POP is when one or more of the pelvic organs (bladder, bowel, uterus) descend into the vagina. The pelvic organs are supported by connective tissue and the pelvic floor muscles. This support system can be affected by many lifestyle factors. Pregnancy and childbirth injuries (as in my case) are probably the more well-known. Other factors such as chronic constipation, genetics, menopause, being overweight, and chronic cough can also contribute to it. It’s quite prevalent, with about 50% of women (over 50) having some degree of prolapse, but only 3-6% of women are symptomatic. Despite this, very few women know what a prolapse is unless they experience symptoms.
What Are the Symptoms?
Vaginal dragging or heaviness, and visually seeing or feeling a bulge vaginally is the most common symptom. Others – bladder or bowel symptoms, difficulty inserting a tampon, pain with intercourse, and pain in the back or abdomen – may also be present. These symptoms can vary in intensity and be influenced by many factors, including fatigue, menstrual cycle, stress, menopause, and pregnancy. The good news is it’s not all doom and gloom! Physiotherapy can help manage symptoms and get you back to doing what you love.

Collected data
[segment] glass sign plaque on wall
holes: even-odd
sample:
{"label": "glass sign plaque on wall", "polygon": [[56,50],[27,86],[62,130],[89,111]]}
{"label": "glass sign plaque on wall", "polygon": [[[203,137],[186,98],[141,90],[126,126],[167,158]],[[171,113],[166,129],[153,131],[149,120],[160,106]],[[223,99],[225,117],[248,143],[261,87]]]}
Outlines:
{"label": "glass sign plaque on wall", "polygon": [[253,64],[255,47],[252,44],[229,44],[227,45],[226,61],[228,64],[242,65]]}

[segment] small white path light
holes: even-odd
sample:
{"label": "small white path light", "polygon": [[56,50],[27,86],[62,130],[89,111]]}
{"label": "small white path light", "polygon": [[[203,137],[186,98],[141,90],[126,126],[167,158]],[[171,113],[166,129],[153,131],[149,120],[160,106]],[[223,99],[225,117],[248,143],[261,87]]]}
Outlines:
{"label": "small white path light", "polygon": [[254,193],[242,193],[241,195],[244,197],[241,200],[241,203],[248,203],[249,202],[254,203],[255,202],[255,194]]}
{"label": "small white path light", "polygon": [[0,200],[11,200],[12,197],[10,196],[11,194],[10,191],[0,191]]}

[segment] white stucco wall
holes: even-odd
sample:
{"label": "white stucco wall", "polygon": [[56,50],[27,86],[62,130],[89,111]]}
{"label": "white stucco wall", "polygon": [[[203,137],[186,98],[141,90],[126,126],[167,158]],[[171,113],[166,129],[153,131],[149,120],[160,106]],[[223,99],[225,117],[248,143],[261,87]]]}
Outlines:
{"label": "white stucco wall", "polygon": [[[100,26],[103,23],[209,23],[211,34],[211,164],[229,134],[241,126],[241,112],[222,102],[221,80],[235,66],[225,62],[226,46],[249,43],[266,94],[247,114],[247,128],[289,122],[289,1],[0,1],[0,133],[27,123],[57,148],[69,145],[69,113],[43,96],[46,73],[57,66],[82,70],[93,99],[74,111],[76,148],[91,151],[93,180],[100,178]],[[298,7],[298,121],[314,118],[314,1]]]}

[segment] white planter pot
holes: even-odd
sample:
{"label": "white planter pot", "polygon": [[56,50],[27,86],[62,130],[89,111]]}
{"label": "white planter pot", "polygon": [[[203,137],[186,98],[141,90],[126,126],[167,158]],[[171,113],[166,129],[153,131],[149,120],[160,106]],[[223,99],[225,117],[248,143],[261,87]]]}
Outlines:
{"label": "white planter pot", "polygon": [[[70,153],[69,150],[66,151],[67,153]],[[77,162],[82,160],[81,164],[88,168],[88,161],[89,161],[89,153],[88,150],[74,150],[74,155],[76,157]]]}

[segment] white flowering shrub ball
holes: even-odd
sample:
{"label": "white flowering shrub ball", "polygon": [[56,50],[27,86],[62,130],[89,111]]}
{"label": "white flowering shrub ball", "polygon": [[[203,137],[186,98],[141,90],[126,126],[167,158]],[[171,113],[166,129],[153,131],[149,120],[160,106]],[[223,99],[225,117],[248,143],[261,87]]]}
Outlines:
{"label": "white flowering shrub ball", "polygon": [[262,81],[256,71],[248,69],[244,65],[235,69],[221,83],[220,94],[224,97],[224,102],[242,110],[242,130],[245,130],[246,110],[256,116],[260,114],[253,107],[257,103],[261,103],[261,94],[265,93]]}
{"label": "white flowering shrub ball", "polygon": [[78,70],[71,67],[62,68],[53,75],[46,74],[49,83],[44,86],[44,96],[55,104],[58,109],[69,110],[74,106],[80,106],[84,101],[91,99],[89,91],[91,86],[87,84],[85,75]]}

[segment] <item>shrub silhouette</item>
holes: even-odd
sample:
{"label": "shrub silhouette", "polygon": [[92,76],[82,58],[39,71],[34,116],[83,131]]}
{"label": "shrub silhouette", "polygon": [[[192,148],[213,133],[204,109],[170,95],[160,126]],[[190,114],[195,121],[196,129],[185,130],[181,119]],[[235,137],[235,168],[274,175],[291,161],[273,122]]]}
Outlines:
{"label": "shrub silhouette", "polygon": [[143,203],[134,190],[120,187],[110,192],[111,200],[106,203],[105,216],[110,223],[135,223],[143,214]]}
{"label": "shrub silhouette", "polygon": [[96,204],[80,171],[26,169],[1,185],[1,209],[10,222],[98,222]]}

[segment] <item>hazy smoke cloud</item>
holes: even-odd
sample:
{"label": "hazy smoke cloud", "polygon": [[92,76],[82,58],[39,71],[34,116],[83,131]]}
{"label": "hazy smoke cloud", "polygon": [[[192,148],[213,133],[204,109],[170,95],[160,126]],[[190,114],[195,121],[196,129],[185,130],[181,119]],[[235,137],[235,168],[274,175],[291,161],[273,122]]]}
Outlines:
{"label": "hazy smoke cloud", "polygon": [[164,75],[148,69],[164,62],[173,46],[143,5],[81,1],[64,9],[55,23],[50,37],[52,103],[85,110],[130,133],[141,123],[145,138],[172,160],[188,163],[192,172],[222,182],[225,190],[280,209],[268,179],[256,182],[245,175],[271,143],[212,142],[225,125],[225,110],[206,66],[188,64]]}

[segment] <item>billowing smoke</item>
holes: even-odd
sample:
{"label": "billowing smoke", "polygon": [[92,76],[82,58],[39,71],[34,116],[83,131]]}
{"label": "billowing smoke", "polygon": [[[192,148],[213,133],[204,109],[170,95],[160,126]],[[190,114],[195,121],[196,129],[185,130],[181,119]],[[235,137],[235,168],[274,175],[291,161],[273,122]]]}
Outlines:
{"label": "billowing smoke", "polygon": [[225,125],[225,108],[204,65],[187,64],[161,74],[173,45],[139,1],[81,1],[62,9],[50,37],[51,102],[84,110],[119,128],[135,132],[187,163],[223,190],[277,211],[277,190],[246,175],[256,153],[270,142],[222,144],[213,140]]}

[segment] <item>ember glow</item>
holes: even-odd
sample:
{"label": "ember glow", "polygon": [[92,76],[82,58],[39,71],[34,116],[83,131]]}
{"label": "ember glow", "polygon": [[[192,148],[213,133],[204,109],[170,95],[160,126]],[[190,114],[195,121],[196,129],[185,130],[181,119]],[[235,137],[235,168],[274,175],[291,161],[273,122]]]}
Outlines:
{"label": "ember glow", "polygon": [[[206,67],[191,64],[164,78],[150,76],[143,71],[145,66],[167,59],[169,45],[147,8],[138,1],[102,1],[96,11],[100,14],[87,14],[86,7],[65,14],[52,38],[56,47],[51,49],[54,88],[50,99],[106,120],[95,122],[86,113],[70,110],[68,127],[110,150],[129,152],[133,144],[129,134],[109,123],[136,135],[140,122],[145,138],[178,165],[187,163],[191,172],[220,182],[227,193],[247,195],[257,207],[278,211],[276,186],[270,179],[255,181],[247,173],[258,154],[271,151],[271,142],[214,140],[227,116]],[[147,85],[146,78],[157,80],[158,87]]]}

■ REQUIRED ACTION A
From the prolapse text, copy everything from "What Are the" down to "what you love.".
■ REQUIRED ACTION B
Answer these questions using the prolapse text:
(i) What proportion of women over 50 have some degree of prolapse?
(ii) What is the most common symptom?
(iii) What treatment can help manage symptoms?

■ RESPONSE BOX A
What Are the Symptoms?
Vaginal dragging or heaviness, and visually seeing or feeling a bulge vaginally is the most common symptom. Others – bladder or bowel symptoms, difficulty inserting a tampon, pain with intercourse, and pain in the back or abdomen – may also be present. These symptoms can vary in intensity and be influenced by many factors, including fatigue, menstrual cycle, stress, menopause, and pregnancy. The good news is it’s not all doom and gloom! Physiotherapy can help manage symptoms and get you back to doing what you love.

■ RESPONSE BOX B
(i) About 50%.
(ii) Vaginal dragging or heaviness, and seeing or feeling a bulge vaginally.
(iii) Physiotherapy.